Records excerpted from a collection:
-*-*-
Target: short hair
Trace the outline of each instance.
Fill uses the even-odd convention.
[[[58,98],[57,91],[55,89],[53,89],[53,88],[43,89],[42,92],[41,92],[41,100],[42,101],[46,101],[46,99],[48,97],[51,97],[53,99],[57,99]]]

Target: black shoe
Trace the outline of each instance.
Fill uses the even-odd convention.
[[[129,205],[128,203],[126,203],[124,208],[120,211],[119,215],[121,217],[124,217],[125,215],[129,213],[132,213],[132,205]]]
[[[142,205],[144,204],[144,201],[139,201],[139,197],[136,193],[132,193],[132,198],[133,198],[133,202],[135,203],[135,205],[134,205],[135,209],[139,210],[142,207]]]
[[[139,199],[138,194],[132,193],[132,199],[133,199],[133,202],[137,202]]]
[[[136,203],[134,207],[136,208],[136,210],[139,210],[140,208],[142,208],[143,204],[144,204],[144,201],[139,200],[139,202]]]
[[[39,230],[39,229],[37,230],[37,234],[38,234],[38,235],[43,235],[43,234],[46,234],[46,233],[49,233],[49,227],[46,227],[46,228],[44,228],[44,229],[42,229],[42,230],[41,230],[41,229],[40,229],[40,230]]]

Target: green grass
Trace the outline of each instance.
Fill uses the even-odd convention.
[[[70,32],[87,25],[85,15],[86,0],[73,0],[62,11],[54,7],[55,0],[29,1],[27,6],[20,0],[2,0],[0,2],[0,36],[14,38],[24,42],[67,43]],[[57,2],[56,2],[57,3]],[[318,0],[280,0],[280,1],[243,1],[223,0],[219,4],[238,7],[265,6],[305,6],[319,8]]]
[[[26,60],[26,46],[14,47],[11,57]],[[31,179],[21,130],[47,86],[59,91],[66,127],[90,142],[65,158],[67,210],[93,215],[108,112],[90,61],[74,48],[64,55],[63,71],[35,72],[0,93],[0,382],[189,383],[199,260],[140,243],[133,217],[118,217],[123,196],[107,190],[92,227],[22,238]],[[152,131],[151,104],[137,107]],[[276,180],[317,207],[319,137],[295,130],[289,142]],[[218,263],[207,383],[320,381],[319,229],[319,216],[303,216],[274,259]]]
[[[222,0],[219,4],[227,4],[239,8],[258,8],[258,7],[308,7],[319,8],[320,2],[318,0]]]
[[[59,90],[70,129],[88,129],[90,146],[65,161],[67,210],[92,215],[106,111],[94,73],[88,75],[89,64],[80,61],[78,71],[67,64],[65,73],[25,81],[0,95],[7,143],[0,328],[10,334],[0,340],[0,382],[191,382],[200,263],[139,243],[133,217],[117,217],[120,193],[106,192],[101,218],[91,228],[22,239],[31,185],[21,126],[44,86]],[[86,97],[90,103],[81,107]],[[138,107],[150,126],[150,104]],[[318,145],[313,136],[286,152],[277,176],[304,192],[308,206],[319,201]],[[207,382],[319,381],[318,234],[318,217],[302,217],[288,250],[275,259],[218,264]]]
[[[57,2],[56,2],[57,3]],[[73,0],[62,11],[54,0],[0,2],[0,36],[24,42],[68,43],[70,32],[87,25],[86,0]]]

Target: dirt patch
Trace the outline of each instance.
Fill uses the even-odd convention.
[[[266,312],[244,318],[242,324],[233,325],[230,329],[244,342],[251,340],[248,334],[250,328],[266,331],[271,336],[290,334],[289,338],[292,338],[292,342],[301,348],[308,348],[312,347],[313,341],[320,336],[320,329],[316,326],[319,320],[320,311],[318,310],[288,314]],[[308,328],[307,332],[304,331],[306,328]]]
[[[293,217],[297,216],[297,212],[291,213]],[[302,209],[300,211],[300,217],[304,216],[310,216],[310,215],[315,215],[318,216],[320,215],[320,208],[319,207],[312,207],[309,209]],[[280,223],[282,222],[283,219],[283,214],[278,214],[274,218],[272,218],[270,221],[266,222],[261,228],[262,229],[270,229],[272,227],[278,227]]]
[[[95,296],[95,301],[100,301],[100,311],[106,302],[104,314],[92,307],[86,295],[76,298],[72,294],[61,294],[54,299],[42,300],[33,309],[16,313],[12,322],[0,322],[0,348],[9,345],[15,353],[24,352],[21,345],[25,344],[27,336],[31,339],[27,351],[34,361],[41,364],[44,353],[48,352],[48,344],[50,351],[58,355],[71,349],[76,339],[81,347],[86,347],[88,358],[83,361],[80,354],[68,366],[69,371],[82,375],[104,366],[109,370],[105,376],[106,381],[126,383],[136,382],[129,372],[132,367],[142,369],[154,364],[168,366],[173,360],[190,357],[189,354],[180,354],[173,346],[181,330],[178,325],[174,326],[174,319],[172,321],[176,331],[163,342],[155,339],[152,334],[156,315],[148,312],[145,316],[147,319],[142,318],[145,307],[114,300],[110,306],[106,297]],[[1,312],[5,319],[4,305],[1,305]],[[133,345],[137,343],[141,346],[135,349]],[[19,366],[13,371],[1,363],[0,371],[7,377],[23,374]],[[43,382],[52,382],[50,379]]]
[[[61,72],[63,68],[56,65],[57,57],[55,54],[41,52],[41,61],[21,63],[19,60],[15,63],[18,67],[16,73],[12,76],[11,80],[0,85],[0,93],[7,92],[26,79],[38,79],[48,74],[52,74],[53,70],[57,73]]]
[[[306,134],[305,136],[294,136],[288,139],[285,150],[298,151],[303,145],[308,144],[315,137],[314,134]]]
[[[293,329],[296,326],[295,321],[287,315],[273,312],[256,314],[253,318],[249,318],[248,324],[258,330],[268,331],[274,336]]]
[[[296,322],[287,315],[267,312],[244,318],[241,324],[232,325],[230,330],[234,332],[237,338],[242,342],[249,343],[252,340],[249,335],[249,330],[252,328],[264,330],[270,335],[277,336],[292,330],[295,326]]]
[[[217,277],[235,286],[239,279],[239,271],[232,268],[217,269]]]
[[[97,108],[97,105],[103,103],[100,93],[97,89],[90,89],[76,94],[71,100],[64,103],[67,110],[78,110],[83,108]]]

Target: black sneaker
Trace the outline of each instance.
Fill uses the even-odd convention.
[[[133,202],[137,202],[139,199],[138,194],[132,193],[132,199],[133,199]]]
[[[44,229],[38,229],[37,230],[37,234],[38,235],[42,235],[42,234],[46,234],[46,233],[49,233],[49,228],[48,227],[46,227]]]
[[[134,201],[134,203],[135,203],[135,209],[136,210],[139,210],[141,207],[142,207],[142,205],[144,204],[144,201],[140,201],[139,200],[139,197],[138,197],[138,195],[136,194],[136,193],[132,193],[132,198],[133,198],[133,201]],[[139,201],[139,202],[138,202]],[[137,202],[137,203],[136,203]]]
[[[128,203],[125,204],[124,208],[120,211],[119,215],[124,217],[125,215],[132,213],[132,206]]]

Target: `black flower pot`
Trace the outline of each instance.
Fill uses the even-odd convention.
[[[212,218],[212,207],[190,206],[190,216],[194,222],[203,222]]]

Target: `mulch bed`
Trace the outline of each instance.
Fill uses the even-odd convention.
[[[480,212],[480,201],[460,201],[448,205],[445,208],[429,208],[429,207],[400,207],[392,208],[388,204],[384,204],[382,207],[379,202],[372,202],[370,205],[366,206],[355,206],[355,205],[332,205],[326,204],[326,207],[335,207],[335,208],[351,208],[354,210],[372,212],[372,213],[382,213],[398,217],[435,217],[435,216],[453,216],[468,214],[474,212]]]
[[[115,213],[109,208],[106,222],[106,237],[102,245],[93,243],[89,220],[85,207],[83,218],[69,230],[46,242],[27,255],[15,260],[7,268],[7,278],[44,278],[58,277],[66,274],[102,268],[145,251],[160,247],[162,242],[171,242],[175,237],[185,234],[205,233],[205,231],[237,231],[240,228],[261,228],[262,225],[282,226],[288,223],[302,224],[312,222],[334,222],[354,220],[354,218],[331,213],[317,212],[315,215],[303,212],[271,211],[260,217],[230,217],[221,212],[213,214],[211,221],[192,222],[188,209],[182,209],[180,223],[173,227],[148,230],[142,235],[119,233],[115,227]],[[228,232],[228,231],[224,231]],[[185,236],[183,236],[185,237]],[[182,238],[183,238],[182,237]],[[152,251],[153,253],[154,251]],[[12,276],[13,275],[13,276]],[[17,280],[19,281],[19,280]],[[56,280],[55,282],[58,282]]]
-*-*-
Task goal:
Tell how many lines in the entries above include the string "black", and write nothing but the number.

Response to this task:
3